[Tasks for this exercise]
(a) Name every person or producer credited by name in the article on the song "The Devil Is a Lie."
(b) Carry the article on the song "The Devil Is a Lie" forward from its final sentence.

━━━━━ Document passage ━━━━━

"The Devil Is a Lie" is a hip hop song by American rapper Rick Ross, featuring Jay-Z. It was released as the lead single from his sixth studio album, Mastermind on December 19, 2013. The song was produced by Major Seven and K.E. on the Track.

Background
On October 23, 2013, Rick Ross announced that the album's second single, which will feature Jay-Z, will be released in early November 2013. The following day, Ross revealed that the song is titled "The Devil Is A Lie". He explained that song saying, "We're pushing the envelope once again and it's just one of those records I can't wait to hit the streets. We went in another direction but it's just one of those records that's gonna speak for itself and everybody's gonna have their opinion of it, but it's most definitely what the streets need." On December 19, 2013, the song was released for digital download. It was sent to urban contemporary radio in the United States on January 21, 2014. Dan Rys of XXL called the instrumental "the most massive beat we've heard this year".

━━━━━ Data extract ━━━━━

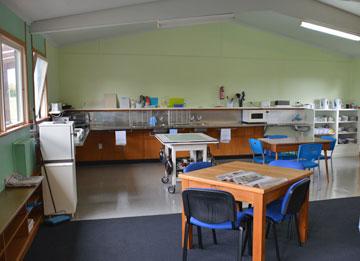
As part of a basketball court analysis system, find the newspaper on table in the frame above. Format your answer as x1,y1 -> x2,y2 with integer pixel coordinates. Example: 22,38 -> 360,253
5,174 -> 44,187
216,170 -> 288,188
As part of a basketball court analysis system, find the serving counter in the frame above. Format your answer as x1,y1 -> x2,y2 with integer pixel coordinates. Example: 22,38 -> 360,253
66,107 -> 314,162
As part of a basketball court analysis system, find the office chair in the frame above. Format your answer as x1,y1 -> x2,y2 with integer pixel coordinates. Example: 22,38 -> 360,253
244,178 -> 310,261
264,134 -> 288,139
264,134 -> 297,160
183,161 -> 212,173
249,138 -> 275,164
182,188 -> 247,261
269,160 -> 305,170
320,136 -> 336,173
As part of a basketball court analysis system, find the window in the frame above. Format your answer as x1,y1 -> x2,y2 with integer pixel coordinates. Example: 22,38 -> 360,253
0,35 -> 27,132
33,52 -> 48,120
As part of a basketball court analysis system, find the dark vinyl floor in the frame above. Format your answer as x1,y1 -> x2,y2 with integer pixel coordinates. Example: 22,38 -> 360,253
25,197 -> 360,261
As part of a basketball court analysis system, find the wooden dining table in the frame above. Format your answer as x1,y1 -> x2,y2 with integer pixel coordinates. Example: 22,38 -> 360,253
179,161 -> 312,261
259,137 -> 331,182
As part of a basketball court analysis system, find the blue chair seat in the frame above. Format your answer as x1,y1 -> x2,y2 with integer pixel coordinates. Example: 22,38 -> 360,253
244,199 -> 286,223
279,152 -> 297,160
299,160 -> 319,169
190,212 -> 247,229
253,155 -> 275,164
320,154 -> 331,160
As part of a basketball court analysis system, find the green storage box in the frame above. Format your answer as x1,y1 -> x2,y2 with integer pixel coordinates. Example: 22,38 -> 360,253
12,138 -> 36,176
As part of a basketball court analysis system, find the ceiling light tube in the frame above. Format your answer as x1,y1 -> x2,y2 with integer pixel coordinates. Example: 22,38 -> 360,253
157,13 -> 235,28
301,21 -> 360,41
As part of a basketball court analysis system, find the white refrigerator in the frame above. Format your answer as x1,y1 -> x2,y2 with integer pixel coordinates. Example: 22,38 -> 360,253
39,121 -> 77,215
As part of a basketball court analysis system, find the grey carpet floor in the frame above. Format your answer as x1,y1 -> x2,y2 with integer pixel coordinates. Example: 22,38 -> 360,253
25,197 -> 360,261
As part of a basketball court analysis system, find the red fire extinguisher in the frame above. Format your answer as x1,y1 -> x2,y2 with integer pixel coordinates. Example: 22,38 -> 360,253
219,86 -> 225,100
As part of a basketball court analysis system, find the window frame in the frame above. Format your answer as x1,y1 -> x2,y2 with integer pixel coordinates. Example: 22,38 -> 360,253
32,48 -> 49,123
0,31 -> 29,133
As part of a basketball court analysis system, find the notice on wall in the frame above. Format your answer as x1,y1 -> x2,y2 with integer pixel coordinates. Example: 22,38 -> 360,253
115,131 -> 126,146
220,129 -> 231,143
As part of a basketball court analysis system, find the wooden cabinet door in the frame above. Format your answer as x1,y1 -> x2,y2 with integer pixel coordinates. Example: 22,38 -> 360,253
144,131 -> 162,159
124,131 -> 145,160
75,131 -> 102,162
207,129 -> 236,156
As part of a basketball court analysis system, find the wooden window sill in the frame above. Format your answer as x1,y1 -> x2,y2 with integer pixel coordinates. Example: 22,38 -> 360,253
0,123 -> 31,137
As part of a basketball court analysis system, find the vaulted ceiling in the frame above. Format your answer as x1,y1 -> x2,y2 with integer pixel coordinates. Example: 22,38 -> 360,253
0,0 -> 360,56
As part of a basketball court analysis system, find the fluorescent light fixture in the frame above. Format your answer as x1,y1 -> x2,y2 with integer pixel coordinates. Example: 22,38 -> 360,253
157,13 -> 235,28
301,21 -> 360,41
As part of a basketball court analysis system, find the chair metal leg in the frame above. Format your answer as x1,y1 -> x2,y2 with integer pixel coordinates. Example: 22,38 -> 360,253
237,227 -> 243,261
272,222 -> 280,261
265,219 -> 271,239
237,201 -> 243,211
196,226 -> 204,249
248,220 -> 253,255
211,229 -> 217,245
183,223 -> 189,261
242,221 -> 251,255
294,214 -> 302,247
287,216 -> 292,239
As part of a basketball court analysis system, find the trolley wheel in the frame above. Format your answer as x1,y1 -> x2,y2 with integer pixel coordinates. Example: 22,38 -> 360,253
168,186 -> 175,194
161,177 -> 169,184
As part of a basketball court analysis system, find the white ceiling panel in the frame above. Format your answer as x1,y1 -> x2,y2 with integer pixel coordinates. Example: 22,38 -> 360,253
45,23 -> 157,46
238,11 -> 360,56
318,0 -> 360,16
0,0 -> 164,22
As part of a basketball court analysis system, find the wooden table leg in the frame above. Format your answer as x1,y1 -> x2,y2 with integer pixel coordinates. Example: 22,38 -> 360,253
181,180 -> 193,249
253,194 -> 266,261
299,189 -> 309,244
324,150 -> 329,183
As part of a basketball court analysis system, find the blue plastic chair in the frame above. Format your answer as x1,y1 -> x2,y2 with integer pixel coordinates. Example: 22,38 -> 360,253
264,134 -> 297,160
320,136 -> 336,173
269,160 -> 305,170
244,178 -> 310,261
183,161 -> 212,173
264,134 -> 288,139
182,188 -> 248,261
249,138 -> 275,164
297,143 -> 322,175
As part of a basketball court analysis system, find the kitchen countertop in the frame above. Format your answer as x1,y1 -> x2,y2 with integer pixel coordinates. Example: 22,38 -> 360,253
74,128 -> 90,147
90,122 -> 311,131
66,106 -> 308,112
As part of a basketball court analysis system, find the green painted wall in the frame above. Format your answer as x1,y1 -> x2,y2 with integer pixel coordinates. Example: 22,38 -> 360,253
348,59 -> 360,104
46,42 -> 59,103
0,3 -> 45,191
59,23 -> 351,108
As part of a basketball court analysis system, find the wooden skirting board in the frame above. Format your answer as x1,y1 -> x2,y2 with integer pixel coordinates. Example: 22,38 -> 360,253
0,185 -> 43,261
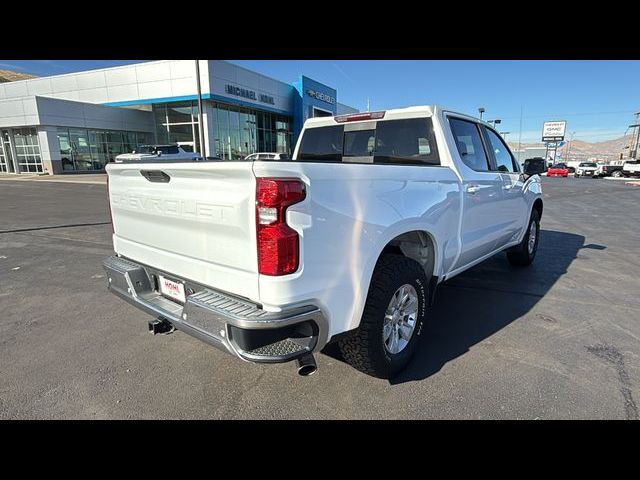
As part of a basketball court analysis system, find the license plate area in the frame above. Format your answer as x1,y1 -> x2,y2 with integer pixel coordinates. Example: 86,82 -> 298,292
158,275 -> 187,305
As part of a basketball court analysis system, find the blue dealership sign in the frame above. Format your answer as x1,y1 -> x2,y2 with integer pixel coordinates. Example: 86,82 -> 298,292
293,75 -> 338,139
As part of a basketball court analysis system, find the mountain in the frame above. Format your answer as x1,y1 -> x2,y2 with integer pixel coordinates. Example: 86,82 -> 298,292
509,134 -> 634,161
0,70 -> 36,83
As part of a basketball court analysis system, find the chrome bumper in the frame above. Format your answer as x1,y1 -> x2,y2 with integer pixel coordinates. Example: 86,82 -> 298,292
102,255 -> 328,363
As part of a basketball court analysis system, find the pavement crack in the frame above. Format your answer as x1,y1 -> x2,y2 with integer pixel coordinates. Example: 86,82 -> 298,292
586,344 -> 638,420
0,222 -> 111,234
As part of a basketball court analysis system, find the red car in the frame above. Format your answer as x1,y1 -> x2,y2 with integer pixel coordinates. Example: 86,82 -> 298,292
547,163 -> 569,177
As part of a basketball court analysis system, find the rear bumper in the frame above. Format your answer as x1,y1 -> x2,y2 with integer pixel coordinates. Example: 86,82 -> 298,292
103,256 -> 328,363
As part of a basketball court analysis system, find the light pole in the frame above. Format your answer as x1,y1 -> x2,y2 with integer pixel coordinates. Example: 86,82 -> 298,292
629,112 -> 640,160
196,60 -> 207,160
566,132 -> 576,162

━━━━━

[Answers to the exercises]
(a)
Rick Ross
Jay-Z
Major Seven
K.E. on the Track
Dan Rys

(b)
Music video 
The video for "The Devil Is A Lie" was released on March 20, 2014, and does not include Jay-Z's verse. An unofficial music video directed by Ashley Smith, has amassed a considerable view count on YouTube as well. This video in question has reached 20 million views, while the official has around 3 million as of March 2022. The video features 2 catholic priests lip syncing the entire song, rapping Ross and Jay-Z's respective verses.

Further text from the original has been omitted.